JOB => Reproduce the rows below verbatim, from the first line up to and including the line containing "point(503, 754)", and leave out the pictures.

======== INFORMATION GIVEN

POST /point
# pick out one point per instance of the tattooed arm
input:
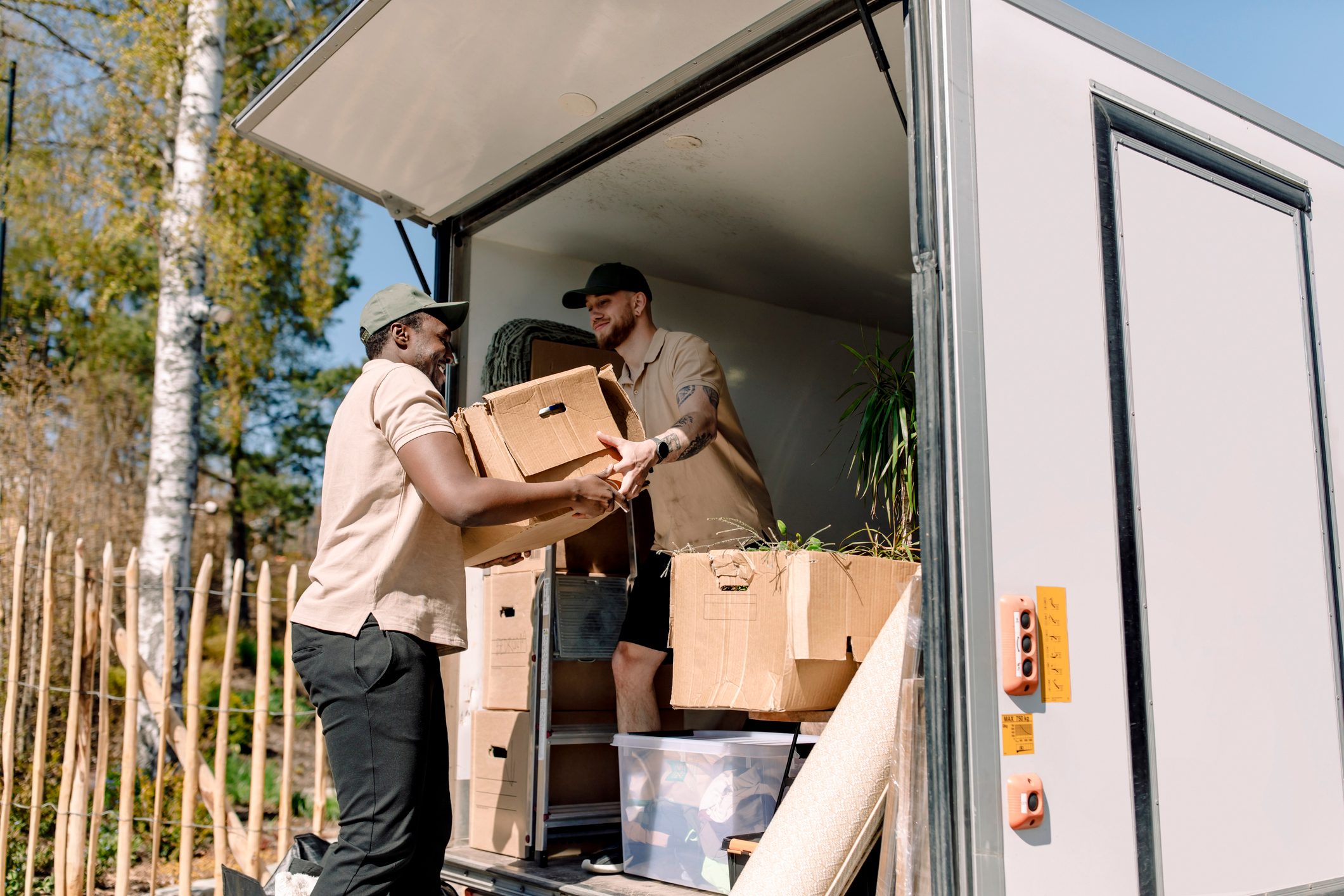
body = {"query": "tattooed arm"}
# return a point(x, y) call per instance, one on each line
point(690, 435)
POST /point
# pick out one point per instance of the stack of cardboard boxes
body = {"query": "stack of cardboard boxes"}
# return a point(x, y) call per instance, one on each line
point(503, 754)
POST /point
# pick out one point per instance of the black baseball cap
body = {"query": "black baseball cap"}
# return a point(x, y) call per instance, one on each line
point(608, 278)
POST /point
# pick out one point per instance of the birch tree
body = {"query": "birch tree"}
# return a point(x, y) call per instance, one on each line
point(183, 310)
point(139, 213)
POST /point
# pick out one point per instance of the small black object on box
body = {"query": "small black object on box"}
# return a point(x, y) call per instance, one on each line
point(739, 848)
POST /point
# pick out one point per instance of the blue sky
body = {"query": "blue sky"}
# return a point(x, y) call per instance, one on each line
point(1286, 54)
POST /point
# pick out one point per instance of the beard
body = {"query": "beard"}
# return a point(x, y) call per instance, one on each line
point(617, 331)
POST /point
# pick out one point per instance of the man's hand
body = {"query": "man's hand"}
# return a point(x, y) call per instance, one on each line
point(594, 496)
point(637, 458)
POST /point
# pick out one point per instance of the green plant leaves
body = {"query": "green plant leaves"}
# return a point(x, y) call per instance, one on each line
point(883, 451)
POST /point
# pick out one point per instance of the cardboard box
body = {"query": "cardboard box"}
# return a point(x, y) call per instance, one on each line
point(543, 430)
point(508, 662)
point(509, 639)
point(502, 759)
point(773, 630)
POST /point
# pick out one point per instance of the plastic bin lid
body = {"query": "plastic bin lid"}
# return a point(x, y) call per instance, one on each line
point(722, 743)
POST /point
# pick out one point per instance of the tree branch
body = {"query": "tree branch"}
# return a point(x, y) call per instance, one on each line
point(284, 35)
point(75, 51)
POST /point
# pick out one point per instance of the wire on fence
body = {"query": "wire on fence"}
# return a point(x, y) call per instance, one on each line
point(165, 822)
point(120, 584)
point(241, 711)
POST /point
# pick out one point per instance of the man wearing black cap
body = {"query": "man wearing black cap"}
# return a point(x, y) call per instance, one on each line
point(681, 393)
point(389, 594)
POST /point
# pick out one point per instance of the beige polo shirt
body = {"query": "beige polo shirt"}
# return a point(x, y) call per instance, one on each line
point(691, 497)
point(381, 548)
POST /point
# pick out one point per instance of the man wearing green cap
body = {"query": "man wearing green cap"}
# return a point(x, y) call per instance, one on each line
point(707, 472)
point(387, 594)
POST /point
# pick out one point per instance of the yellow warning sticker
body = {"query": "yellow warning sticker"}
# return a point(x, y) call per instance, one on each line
point(1018, 734)
point(1053, 615)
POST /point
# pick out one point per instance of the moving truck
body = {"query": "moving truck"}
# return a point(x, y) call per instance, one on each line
point(1125, 286)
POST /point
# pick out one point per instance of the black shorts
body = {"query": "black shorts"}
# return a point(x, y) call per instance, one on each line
point(648, 611)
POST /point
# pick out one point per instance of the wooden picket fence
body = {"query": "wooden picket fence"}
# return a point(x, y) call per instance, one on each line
point(109, 639)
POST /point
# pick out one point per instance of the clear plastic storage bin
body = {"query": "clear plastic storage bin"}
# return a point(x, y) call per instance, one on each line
point(682, 796)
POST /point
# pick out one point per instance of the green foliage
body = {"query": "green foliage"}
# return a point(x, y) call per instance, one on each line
point(248, 655)
point(240, 723)
point(883, 463)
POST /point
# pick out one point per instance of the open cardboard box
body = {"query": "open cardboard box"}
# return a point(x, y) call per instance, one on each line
point(543, 430)
point(776, 630)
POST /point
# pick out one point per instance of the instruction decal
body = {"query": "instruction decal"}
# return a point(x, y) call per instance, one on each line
point(1053, 618)
point(1018, 734)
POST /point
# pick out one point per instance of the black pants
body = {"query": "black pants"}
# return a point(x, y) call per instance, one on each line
point(381, 700)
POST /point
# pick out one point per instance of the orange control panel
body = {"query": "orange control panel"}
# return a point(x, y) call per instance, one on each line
point(1026, 802)
point(1018, 636)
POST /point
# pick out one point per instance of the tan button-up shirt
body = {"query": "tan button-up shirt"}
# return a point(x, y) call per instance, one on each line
point(381, 548)
point(693, 497)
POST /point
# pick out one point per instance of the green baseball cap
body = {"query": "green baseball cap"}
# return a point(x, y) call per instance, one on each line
point(399, 300)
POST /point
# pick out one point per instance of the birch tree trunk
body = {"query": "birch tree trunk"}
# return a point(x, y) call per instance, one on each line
point(183, 309)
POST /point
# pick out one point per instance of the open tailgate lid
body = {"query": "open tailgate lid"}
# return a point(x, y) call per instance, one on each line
point(429, 105)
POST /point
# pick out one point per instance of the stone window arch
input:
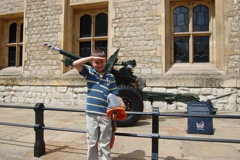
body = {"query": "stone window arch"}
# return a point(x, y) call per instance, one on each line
point(190, 42)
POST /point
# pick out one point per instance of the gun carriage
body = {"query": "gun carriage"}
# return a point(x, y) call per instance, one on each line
point(131, 87)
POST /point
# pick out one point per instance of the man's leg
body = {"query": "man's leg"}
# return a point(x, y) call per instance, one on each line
point(92, 136)
point(105, 136)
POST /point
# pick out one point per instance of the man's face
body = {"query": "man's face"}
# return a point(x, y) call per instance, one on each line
point(99, 65)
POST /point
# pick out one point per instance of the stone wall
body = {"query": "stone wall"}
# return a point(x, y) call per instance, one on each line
point(11, 6)
point(76, 96)
point(42, 24)
point(136, 26)
point(136, 34)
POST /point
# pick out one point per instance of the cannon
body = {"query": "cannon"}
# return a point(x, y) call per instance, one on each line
point(130, 87)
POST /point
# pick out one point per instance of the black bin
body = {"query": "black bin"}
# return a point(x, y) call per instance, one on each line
point(199, 125)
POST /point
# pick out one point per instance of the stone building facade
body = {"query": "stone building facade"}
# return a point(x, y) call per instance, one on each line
point(144, 30)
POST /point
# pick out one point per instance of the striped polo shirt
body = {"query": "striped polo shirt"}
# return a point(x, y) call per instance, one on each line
point(98, 89)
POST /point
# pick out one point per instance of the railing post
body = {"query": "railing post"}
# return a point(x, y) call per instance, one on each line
point(39, 146)
point(155, 132)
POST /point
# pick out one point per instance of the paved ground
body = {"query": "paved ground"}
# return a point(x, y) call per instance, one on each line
point(17, 143)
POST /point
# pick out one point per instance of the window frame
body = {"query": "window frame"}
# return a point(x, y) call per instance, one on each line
point(17, 44)
point(76, 29)
point(191, 33)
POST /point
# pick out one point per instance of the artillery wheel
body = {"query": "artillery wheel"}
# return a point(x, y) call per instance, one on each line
point(133, 102)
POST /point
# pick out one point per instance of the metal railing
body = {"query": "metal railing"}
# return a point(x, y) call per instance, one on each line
point(39, 127)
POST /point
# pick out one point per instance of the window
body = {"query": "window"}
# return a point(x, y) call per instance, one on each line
point(14, 44)
point(93, 31)
point(191, 32)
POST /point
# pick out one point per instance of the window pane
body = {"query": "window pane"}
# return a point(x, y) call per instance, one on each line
point(201, 49)
point(20, 59)
point(12, 56)
point(13, 33)
point(21, 33)
point(181, 49)
point(101, 25)
point(85, 49)
point(181, 19)
point(200, 18)
point(101, 45)
point(85, 26)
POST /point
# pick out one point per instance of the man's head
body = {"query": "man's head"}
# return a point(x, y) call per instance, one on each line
point(99, 61)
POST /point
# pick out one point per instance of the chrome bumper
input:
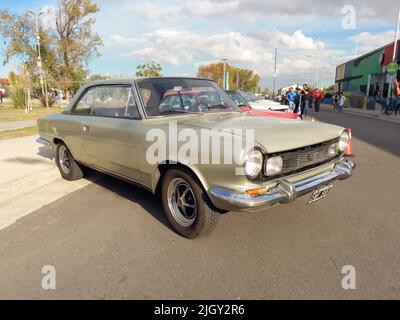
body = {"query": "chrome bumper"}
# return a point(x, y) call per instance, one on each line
point(44, 142)
point(285, 191)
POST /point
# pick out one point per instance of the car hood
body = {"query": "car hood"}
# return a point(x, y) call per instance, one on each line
point(274, 134)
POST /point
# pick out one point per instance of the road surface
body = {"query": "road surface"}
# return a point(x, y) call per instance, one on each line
point(110, 240)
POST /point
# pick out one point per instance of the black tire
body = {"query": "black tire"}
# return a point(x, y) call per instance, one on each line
point(74, 171)
point(205, 219)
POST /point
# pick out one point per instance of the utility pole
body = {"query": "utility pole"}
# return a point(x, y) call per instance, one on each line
point(224, 59)
point(396, 37)
point(356, 49)
point(43, 83)
point(276, 53)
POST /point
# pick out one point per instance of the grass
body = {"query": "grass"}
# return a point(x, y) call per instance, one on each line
point(10, 114)
point(9, 134)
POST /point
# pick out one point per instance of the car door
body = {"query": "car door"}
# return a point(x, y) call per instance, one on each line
point(109, 134)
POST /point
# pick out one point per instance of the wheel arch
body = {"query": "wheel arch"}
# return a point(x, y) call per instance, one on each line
point(162, 168)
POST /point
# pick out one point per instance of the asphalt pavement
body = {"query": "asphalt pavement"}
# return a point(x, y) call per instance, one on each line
point(110, 240)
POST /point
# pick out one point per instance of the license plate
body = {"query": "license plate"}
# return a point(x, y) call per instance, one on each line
point(320, 193)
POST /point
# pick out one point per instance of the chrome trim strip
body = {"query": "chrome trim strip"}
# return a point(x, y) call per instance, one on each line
point(285, 191)
point(44, 142)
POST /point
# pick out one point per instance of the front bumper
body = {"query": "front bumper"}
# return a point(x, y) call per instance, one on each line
point(284, 192)
point(44, 142)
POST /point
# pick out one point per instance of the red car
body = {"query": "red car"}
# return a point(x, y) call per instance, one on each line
point(244, 106)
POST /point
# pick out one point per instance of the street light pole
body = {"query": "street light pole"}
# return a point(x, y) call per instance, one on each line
point(39, 62)
point(273, 91)
point(224, 79)
point(396, 37)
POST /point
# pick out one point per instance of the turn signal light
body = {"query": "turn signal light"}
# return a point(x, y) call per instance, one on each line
point(256, 192)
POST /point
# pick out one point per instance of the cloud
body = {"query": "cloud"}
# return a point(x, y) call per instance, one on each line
point(367, 41)
point(253, 9)
point(299, 55)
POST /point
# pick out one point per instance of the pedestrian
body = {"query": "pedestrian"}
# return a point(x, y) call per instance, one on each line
point(396, 87)
point(342, 100)
point(318, 96)
point(304, 100)
point(297, 101)
point(377, 91)
point(290, 96)
point(335, 100)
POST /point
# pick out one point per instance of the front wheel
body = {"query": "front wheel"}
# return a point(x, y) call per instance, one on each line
point(186, 204)
point(69, 168)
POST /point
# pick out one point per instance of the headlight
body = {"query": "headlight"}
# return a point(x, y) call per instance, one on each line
point(344, 141)
point(253, 164)
point(333, 149)
point(273, 166)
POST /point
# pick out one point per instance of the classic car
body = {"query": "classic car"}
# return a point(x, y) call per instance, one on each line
point(263, 104)
point(244, 105)
point(129, 129)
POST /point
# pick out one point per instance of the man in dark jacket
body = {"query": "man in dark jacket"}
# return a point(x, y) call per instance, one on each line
point(318, 96)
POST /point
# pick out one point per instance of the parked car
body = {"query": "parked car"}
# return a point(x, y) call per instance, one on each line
point(264, 104)
point(244, 105)
point(118, 127)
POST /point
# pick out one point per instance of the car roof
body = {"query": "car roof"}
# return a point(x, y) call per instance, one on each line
point(132, 80)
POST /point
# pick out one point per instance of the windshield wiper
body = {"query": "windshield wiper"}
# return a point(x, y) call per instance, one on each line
point(221, 106)
point(179, 111)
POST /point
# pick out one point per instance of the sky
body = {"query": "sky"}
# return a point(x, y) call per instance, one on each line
point(312, 36)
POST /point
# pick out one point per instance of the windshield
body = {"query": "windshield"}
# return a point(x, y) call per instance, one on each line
point(239, 100)
point(162, 96)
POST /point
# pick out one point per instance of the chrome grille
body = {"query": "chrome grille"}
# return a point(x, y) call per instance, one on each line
point(298, 159)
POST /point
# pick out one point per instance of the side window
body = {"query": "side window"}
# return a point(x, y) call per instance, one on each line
point(132, 110)
point(85, 103)
point(111, 101)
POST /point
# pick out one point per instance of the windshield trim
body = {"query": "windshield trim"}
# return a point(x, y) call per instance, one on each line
point(218, 89)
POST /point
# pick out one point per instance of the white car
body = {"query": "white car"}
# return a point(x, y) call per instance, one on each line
point(268, 105)
point(263, 104)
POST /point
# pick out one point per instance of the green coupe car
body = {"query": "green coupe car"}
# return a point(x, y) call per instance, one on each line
point(187, 141)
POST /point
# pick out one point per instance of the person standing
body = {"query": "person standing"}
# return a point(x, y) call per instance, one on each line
point(335, 100)
point(297, 101)
point(291, 95)
point(396, 91)
point(318, 96)
point(304, 100)
point(342, 100)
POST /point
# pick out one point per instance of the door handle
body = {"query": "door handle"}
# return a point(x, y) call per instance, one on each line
point(86, 128)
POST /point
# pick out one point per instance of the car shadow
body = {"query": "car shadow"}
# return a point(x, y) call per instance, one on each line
point(46, 153)
point(135, 194)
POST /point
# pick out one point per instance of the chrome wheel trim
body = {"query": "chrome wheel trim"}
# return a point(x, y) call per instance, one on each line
point(182, 202)
point(64, 159)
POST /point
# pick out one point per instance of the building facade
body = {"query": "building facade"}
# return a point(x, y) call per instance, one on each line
point(366, 75)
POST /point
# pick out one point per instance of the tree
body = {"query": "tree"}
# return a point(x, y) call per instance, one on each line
point(77, 44)
point(96, 77)
point(19, 34)
point(152, 69)
point(66, 49)
point(248, 80)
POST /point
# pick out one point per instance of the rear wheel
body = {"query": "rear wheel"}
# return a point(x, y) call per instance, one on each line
point(186, 204)
point(69, 168)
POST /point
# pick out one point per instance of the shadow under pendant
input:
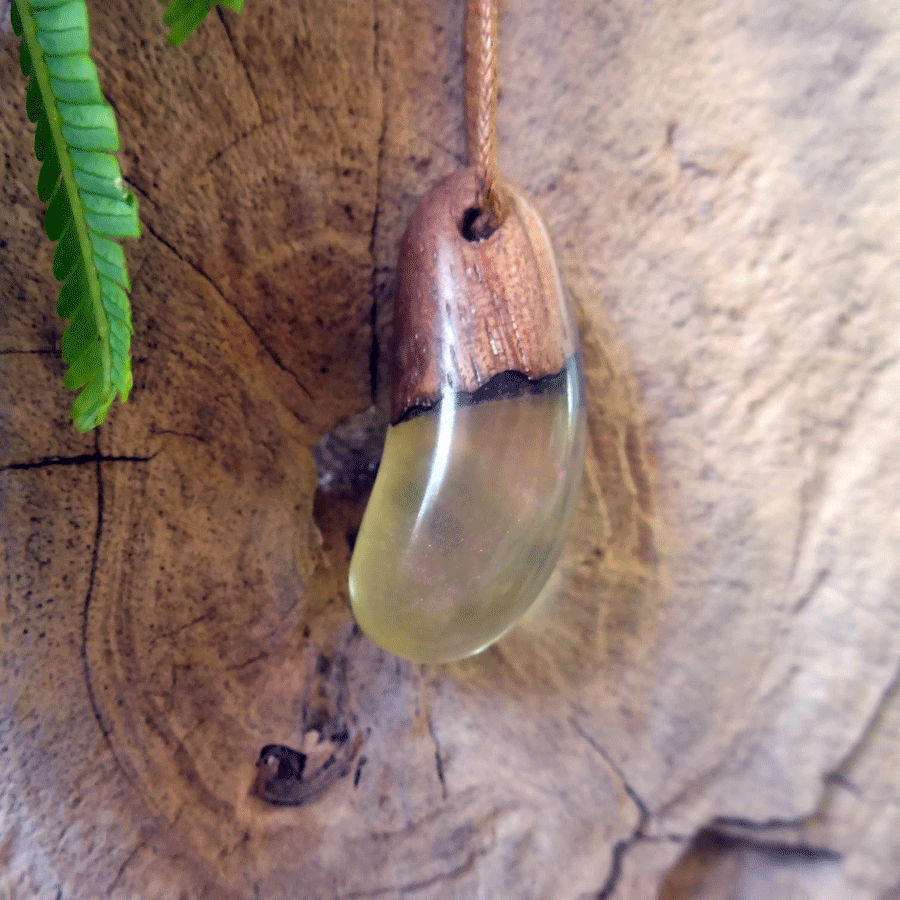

================

RESPONSE FOR THIS EXERCISE =>
POST /point
# pick out one point per instance of the tattooed arm
input:
body = {"query": "tattooed arm"}
# return a point(x, y) call per instance, one on each line
point(690, 435)
POST /point
# pick out one point per instance of the stack of cardboard boxes
body = {"query": "stack of cardboard boxes"}
# return a point(x, y) call per instance, one on each line
point(503, 754)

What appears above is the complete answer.